Work required
Please retype the entries below exactly as they are written.

━━━━━━━━━━

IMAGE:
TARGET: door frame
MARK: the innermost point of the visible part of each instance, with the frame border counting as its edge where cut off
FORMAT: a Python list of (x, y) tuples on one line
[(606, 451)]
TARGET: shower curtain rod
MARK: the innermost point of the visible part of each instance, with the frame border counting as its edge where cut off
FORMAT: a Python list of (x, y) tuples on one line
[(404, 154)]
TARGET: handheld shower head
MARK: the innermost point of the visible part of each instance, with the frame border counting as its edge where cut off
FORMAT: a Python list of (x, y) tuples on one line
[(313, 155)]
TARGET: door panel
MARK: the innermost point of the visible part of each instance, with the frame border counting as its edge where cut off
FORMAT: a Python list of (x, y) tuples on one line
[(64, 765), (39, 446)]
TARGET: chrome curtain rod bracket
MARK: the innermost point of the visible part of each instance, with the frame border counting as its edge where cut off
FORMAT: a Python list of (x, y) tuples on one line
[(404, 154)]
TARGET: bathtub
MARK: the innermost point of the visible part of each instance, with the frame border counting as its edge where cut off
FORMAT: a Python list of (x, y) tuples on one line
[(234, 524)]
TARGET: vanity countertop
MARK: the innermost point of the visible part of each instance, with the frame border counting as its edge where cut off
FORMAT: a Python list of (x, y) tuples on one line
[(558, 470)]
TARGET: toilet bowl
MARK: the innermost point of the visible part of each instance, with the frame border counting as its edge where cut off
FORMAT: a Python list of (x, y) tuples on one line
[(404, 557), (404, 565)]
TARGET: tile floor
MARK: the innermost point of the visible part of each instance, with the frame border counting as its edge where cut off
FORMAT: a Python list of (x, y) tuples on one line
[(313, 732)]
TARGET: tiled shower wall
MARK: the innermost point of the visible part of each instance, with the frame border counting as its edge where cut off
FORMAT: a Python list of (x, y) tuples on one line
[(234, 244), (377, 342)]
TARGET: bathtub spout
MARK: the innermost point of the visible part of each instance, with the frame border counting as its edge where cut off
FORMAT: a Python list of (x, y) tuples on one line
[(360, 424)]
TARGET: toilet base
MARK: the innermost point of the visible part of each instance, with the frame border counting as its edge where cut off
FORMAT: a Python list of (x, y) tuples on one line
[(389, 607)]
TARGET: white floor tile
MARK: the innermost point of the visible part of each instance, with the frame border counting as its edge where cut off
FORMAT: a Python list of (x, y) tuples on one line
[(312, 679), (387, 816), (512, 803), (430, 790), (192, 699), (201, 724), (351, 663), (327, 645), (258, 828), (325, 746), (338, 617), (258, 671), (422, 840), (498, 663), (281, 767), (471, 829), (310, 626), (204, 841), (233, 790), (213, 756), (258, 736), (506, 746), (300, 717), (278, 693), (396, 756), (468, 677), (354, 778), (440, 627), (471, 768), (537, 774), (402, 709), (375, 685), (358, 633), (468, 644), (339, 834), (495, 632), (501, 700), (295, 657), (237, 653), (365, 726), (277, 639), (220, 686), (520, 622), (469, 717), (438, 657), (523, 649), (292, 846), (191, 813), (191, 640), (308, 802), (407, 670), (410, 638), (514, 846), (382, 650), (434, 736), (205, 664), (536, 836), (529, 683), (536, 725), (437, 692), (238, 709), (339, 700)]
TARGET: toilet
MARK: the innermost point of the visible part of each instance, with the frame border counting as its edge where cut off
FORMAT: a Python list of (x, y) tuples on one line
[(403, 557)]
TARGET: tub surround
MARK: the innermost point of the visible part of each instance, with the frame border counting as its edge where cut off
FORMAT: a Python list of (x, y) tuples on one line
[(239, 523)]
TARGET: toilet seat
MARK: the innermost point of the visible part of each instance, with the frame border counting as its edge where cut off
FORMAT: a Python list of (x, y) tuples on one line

━━━━━━━━━━

Output of the exercise
IMAGE:
TARGET: door frame
MARK: the innermost point of the visible part of each instance, with the frame border counting as its edge where cut off
FORMAT: a Python list of (x, y) tuples on one line
[(606, 451)]
TARGET: shower curtain rod
MARK: the innermost point of the visible part of each instance, with the frame border counting as its edge where cut off
FORMAT: a Python list of (x, y) tuples on one line
[(404, 154)]
TARGET: handheld shower head
MARK: the innermost point of the visible part of each instance, with the frame border counting as its edge where cut off
FORMAT: a Python list of (x, y) tuples on one line
[(313, 155)]
TARGET: door panel
MARK: the innermost point of the visible part of each instance, with the frame border counting as its edge where cut off
FORMAT: a Python list of (x, y) tuples on one line
[(64, 765), (39, 446)]
TARGET: chrome curtain rod bracket
MARK: the innermost point of the visible part of each instance, with the frame border counting as its edge where cut off
FORMAT: a Python list of (x, y) tuples on one line
[(404, 154)]
TARGET: bathtub
MARK: the innermost point of the visible part of each instance, with the frame border counting as its edge where cut off
FORMAT: a Python list of (x, y) tuples on one line
[(234, 524)]
TARGET: vanity countertop
MARK: the innermost point of the visible part of each instance, with the frame border counting as its edge where cut off
FORMAT: a Python list of (x, y) tuples on one line
[(558, 470)]
TARGET: toilet bowl
MARK: the innermost point of the visible part of each instance, with the frame border counting as its edge where cut off
FORMAT: a Python list of (x, y) tuples on one line
[(404, 557), (404, 565)]
TARGET: tile floor
MARK: the innermost point of the visible part of each instance, with the frame border counting as its edge where cut off
FORMAT: a Python list of (x, y) tuples on one line
[(313, 732)]
TARGET: tiled shower wall
MARK: the innermost point of the visible part of each instance, with the frame border counting as its edge where cut off
FORMAT: a Python list of (x, y) tuples on one line
[(234, 244), (377, 342)]
TARGET: bathtub spout
MARK: the innermost point of the visible part of each instance, with the frame border counting as its edge where cut off
FORMAT: a Python list of (x, y) tuples on one line
[(360, 424)]
TARGET: toilet base
MARK: the innermost point of the visible part of each instance, with the frame border counting as its edge where cut off
FORMAT: a Python list of (x, y) tuples on one line
[(389, 607)]
TARGET: white floor tile
MARK: the innermost point of the visible part of each instance, with the frame border counting as its edge where cut off
FORMAT: a Python list of (x, y) tuples on one line
[(312, 679), (387, 816), (512, 803), (430, 790), (192, 699), (201, 724), (351, 663), (327, 645), (258, 828), (325, 746), (338, 617), (258, 671), (422, 840), (498, 663), (281, 767), (471, 829), (310, 626), (204, 841), (233, 790), (213, 756), (258, 736), (506, 746), (300, 717), (278, 693), (396, 756), (468, 677), (354, 778), (440, 627), (471, 768), (537, 774), (402, 709), (375, 685), (358, 633), (468, 644), (339, 834), (495, 632), (501, 700), (295, 657), (237, 653), (365, 726), (277, 639), (220, 686), (520, 622), (469, 717), (438, 657), (523, 649), (292, 846), (191, 813), (191, 640), (308, 802), (407, 670), (410, 638), (514, 846), (382, 650), (434, 736), (205, 664), (536, 836), (529, 683), (536, 725), (437, 692), (238, 709), (339, 700)]
TARGET: toilet
MARK: the innermost point of the visible part of each instance, with the frame border counting as its edge where cut off
FORMAT: a Python list of (x, y) tuples on one line
[(403, 557)]
TARGET: tub surround
MARK: the innermost point of the visible part of each instance, with the frame border counting as its edge where cut off
FORMAT: a Python list of (x, y) tuples on one line
[(239, 523)]
TARGET: toilet seat
MARK: the innermost point of the visible part of each instance, with the frame border counting as its edge where cut off
FORMAT: a Python list of (x, y) tuples on one line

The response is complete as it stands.